◆ **Instructions for the task**
Count the lines in the entries below that contain the word "orange", and reply with that number alone.

━━━━━━━━━━

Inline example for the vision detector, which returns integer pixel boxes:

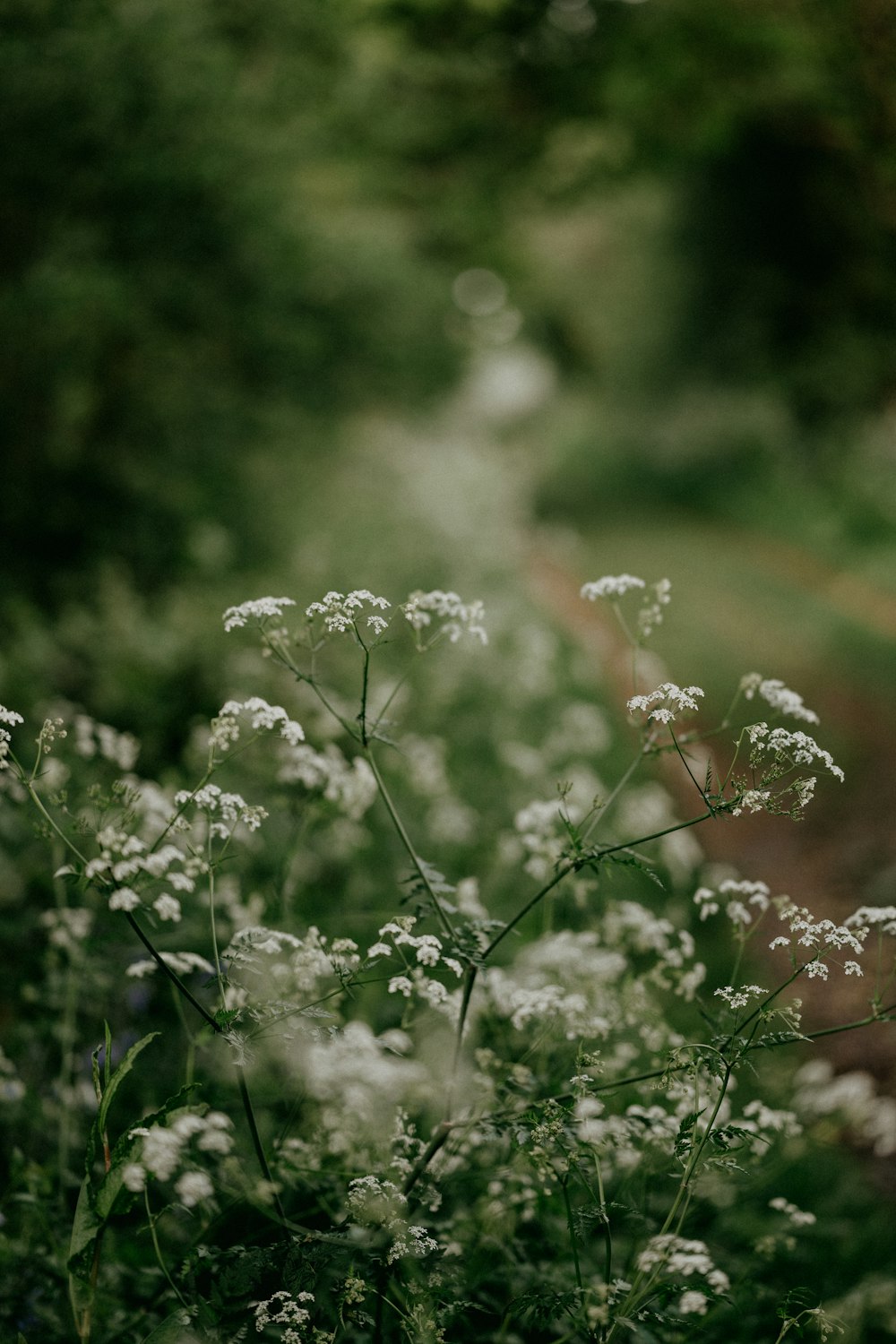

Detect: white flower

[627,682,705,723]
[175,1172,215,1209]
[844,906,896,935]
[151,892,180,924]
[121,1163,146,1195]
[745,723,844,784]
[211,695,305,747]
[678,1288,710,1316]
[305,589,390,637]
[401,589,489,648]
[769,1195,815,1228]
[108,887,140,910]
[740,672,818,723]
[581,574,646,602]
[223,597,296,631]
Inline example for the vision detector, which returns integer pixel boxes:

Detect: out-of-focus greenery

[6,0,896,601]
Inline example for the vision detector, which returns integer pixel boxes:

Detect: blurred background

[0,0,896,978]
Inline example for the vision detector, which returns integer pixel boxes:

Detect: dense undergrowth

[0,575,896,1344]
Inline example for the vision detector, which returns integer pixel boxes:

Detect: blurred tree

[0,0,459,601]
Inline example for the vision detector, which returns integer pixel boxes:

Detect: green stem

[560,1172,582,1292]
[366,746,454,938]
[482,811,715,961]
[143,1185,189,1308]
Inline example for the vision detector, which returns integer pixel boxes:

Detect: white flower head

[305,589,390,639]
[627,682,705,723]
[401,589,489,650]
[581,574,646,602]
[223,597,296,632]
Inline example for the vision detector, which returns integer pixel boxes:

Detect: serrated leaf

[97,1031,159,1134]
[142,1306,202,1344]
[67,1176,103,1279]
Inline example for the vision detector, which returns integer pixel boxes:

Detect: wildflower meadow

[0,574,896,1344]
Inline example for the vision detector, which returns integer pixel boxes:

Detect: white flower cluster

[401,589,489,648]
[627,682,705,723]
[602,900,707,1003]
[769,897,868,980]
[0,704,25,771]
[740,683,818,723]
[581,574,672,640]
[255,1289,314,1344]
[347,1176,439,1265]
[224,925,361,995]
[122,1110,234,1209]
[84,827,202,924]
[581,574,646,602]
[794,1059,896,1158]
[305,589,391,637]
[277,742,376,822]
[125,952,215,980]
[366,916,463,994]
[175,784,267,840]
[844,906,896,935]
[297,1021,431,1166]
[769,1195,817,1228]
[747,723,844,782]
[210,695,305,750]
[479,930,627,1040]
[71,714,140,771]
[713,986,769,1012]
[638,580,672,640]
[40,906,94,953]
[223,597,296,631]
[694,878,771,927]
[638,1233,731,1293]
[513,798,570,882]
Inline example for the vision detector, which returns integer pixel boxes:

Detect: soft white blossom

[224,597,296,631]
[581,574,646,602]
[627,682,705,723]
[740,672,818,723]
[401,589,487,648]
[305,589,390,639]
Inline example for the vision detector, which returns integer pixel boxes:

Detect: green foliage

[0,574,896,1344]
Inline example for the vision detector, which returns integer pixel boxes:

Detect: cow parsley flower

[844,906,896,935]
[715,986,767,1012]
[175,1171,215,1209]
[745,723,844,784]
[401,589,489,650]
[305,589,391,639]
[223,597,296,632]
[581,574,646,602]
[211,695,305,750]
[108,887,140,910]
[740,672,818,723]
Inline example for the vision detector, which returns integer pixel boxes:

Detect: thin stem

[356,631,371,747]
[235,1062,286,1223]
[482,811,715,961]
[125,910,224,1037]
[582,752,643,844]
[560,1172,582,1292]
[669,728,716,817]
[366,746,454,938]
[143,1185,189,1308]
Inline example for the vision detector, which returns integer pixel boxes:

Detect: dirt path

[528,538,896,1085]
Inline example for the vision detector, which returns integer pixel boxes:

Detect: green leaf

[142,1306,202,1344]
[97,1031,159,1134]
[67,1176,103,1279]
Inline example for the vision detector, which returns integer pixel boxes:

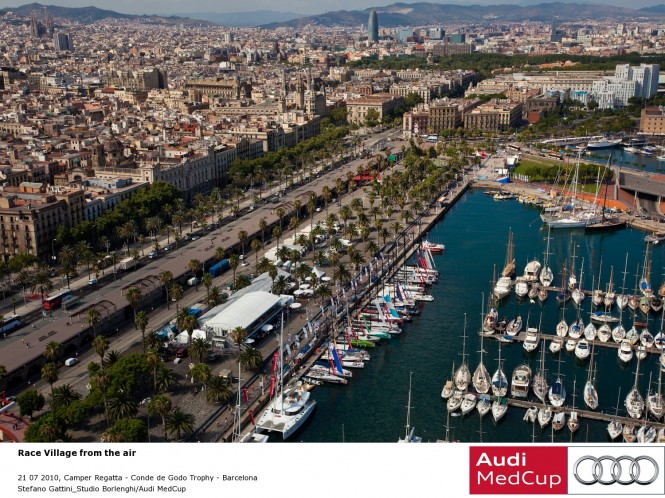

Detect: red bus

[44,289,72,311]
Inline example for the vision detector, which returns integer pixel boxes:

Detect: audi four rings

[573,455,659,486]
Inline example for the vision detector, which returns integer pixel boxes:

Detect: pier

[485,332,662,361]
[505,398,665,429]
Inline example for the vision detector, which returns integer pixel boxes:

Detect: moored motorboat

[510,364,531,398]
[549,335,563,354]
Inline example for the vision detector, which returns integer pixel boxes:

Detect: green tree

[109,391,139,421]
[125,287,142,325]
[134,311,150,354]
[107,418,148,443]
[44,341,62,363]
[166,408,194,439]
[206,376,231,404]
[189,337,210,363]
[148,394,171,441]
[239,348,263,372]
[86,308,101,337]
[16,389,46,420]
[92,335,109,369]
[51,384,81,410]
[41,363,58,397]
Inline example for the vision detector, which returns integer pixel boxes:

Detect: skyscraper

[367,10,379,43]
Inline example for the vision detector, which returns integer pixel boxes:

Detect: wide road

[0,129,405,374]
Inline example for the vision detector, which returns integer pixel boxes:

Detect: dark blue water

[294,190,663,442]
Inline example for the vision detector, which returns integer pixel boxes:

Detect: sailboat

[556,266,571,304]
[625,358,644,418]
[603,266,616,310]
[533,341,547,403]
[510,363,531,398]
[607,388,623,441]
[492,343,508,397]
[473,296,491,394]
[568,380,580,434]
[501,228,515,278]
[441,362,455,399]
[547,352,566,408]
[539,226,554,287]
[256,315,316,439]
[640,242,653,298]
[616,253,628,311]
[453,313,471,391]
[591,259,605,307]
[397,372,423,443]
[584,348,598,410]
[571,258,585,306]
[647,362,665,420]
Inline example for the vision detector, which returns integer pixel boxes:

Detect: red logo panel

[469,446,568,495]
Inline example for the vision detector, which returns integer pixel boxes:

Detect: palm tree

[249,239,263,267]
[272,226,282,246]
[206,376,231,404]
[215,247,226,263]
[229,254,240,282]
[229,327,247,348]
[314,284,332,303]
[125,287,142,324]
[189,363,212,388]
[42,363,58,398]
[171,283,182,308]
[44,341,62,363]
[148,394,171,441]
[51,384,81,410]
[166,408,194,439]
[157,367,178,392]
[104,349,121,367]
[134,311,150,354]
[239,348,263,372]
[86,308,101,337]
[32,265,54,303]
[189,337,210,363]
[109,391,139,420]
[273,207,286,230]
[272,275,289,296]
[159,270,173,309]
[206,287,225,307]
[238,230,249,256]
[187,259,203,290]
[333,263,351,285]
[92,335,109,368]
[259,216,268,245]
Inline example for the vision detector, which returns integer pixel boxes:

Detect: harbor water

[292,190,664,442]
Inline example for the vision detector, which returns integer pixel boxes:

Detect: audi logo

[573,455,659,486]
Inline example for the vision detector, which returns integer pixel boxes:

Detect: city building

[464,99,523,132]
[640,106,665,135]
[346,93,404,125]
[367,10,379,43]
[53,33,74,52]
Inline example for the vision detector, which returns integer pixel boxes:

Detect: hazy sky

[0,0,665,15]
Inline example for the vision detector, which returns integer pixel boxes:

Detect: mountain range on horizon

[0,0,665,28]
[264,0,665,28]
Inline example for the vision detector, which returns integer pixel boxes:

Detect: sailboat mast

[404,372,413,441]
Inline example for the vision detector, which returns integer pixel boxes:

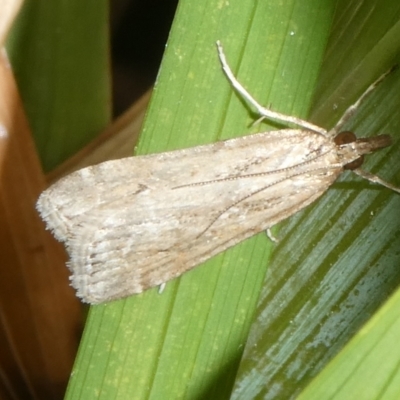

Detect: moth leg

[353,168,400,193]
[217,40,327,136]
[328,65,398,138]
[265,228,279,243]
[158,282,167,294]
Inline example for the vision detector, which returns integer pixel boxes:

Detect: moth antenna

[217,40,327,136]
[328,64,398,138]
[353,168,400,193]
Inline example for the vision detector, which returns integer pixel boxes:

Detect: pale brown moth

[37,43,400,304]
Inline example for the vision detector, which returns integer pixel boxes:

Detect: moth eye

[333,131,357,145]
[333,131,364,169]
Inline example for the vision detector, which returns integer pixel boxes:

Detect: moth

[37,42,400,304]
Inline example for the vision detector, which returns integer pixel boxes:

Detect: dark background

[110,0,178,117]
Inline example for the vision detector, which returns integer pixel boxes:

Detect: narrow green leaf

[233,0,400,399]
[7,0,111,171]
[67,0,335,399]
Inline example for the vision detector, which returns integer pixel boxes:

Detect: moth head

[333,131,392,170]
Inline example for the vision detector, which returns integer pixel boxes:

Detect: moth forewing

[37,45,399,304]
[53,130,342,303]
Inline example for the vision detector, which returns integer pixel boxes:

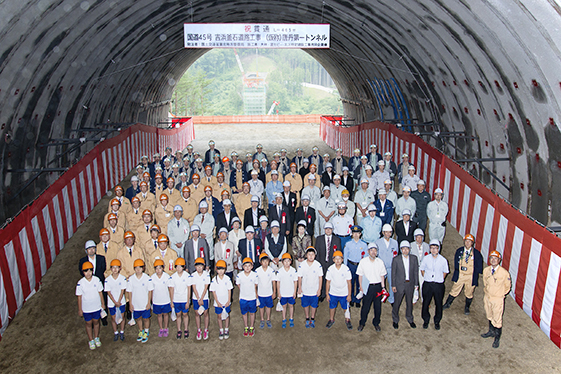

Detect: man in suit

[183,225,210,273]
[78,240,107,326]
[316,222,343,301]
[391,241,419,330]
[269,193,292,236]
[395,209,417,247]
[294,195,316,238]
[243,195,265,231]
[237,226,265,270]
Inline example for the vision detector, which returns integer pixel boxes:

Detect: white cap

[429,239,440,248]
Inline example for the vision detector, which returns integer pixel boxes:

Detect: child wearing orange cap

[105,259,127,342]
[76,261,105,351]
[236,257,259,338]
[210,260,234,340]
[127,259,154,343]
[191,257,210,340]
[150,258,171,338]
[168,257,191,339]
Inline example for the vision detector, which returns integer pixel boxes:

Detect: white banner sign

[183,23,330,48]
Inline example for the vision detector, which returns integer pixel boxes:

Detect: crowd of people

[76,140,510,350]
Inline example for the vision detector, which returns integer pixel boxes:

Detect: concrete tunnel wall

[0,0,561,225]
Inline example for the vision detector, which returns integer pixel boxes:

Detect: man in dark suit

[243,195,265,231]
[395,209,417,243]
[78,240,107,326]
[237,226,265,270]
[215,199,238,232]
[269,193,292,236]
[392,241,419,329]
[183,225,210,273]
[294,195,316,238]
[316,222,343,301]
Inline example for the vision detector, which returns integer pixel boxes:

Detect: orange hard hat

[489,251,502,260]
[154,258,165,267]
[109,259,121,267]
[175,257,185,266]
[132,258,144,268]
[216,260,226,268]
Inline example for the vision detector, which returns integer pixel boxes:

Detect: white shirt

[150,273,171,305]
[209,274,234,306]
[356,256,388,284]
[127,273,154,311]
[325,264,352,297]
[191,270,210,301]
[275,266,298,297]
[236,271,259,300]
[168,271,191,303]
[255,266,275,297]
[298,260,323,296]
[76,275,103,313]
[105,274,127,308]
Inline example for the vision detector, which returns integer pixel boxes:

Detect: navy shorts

━━━━━━━━━━

◆ **The solution**
2